[STORED DATA Boundary: Start]

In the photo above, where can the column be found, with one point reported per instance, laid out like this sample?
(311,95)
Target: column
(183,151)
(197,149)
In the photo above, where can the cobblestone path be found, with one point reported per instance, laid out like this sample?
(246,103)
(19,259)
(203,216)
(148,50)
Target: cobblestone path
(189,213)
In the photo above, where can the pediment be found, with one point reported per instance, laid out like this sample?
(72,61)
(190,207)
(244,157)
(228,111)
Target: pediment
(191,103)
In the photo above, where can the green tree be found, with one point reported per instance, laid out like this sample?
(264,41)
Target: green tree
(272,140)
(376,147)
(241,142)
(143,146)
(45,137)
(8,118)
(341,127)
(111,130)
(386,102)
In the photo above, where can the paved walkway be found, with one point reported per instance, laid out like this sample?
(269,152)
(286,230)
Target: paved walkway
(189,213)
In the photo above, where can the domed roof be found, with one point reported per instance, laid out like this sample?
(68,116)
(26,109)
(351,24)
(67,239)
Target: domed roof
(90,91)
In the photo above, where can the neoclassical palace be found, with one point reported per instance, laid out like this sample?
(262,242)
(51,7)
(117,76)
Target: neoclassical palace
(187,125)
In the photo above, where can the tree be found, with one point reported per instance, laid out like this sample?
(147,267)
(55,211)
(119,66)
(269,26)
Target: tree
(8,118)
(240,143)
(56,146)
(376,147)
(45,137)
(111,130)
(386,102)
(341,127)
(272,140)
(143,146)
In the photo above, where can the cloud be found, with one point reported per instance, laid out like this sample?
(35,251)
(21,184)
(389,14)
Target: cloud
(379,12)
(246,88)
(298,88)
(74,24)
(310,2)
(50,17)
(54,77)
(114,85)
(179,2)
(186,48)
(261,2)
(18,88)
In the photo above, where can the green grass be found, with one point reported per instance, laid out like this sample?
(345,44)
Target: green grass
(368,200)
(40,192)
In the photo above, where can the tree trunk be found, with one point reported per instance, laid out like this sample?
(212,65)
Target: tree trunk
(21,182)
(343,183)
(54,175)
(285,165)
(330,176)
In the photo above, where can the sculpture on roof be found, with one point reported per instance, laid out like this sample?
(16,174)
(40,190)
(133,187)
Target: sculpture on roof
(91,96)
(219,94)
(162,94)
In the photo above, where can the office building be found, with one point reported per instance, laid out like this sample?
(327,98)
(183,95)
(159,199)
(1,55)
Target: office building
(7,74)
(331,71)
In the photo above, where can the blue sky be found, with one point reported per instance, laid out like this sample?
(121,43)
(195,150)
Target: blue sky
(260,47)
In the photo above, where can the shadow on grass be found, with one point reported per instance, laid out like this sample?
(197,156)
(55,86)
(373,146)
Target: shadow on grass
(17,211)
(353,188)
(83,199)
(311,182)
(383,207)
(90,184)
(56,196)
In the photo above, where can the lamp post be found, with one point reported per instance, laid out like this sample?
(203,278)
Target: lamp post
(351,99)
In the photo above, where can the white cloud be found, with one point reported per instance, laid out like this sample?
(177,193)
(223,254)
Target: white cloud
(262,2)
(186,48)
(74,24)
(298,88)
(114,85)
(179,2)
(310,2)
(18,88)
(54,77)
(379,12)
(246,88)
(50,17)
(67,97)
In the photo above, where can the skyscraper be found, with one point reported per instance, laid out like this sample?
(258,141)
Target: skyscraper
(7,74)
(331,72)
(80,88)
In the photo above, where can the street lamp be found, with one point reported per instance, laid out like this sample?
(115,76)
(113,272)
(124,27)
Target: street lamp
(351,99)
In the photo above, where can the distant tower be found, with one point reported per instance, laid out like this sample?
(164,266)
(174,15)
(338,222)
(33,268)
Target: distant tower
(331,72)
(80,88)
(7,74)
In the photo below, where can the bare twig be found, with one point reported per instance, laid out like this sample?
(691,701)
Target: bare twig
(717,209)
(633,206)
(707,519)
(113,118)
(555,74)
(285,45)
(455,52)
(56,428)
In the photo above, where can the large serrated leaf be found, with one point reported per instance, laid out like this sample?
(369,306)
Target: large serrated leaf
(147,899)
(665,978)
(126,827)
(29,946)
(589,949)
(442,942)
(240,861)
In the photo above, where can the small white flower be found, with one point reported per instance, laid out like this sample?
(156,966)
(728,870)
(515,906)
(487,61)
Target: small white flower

[STORED DATA Boundary: End]

- YOUR OBJECTIVE: Whenever a line of the data above includes the word "small", copy that line.

- RESPONSE BOX:
In the photo above, where can the small white flower be found, with one point reported per instance, laid out like this sample?
Target: small white flower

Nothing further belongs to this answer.